*Short exercise*
Every line from the line containing "the kitchen island" through the final line below is to be repeated exactly; no other line is.

Object position labeling entries:
━━━
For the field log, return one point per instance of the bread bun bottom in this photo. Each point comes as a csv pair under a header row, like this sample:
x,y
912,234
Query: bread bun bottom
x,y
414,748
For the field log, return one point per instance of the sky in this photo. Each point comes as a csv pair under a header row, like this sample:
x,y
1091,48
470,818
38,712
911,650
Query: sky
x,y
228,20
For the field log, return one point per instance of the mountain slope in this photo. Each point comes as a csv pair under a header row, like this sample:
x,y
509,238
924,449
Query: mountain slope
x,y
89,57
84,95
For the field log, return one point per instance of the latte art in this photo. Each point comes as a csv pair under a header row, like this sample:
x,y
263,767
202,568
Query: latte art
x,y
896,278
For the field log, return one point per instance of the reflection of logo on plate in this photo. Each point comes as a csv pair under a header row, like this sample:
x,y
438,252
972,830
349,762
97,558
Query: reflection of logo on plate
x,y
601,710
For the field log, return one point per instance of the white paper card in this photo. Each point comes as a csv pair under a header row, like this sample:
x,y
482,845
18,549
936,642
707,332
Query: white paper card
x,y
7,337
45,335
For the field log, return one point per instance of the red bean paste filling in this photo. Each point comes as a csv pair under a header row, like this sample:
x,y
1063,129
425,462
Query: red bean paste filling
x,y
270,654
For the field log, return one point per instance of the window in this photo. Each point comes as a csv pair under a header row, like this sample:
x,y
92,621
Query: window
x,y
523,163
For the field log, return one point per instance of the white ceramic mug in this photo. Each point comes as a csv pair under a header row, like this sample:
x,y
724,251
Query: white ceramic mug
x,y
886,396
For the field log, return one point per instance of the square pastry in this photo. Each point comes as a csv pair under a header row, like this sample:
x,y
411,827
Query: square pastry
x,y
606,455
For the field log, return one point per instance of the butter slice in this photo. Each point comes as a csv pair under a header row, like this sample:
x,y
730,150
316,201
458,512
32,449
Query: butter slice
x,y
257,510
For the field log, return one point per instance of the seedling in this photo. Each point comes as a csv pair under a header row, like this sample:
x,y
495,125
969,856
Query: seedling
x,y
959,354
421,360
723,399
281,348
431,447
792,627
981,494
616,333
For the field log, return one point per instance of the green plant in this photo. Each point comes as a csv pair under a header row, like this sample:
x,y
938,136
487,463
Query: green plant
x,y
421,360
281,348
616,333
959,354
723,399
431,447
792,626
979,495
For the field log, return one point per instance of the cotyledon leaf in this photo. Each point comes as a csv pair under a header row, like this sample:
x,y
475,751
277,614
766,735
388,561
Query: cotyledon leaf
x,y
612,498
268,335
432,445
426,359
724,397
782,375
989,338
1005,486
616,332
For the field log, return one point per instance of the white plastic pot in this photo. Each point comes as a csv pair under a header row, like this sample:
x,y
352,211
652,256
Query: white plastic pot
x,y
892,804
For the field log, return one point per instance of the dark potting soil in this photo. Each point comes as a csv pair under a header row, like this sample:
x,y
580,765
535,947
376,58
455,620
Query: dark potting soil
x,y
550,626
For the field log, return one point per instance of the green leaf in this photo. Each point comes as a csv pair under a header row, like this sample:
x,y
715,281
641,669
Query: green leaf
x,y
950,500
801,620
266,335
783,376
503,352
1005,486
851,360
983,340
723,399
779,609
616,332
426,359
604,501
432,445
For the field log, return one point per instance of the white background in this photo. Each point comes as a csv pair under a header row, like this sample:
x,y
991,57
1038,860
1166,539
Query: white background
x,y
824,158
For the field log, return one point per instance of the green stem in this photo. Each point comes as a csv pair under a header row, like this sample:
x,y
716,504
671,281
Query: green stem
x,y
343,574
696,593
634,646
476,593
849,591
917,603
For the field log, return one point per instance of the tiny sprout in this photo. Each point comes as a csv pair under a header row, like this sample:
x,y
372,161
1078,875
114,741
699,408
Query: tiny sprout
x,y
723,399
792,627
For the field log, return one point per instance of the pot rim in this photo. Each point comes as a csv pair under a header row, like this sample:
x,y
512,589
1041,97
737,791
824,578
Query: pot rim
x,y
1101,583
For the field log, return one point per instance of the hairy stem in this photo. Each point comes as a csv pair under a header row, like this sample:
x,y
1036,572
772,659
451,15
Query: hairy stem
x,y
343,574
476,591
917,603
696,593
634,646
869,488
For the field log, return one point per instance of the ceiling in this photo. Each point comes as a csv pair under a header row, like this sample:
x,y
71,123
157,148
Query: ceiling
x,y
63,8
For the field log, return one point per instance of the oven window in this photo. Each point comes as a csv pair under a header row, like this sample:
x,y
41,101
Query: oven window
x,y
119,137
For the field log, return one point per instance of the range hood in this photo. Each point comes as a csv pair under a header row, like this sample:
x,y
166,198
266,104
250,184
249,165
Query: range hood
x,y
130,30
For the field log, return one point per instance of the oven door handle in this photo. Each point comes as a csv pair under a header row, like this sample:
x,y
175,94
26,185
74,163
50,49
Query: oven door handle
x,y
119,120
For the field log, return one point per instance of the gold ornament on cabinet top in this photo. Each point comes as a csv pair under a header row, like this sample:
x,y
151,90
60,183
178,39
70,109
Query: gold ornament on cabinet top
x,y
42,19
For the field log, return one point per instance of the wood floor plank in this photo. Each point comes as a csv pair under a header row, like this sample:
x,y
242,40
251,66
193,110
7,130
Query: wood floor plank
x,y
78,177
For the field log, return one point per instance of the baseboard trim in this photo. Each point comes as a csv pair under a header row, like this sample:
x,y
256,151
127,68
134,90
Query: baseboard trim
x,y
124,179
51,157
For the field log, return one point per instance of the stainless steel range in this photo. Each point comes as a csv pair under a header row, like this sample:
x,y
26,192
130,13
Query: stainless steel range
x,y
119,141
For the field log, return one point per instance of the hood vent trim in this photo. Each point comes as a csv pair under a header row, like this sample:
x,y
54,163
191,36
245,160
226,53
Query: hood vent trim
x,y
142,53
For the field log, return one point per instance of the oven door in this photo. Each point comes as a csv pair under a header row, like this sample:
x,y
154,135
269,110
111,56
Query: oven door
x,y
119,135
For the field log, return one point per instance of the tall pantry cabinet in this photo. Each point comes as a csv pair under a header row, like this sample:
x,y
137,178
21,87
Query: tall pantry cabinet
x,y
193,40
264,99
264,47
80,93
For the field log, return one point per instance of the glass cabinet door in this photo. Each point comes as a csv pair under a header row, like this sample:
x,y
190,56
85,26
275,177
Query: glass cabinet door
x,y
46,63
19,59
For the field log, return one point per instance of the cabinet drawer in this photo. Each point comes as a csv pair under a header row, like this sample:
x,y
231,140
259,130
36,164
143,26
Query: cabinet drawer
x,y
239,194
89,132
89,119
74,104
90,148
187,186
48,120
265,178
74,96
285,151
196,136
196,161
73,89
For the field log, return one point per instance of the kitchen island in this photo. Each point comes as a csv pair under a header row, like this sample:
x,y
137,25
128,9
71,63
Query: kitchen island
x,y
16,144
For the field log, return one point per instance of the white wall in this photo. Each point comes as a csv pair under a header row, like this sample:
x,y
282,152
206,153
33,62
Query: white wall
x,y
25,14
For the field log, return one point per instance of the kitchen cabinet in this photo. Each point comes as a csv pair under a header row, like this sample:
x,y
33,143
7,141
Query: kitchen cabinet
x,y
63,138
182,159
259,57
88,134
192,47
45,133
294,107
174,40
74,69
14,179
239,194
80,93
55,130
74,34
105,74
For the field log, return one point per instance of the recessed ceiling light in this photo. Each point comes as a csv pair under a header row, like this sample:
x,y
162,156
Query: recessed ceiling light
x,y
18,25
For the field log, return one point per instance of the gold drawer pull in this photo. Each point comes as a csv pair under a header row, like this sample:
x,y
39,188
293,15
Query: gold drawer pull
━━━
*Written response*
For the field log, return one point per instance of the kitchen island in this photo. Each point comes as a csv pair under a header row, like this sample:
x,y
137,25
128,9
71,63
Query: kitchen island
x,y
16,144
For the field log, return one point per instance of the white wall in this photo. Each point comes as a csv pair under a header row, like this sample:
x,y
282,152
206,153
33,62
Query: white wall
x,y
25,14
For the field log, return one point per instance of the kitchen cabinet in this photo. Each point comes as a csv pair under a header row, like this sample:
x,y
33,143
7,141
Query: kitchen cabinet
x,y
63,138
182,159
259,57
88,134
192,47
45,133
294,107
174,40
74,69
14,179
239,194
80,93
55,130
74,34
105,74
For the field log, return one point per instance of the recessed ceiling light in this photo. Each point comes as a csv pair under a header row, like this sample:
x,y
162,156
Query: recessed ceiling light
x,y
18,25
For the field log, return one point per instance of the gold drawer pull in this photo. Each point comes as a csv pair under a header row, like this sample:
x,y
39,188
293,15
Query: gold drawer pull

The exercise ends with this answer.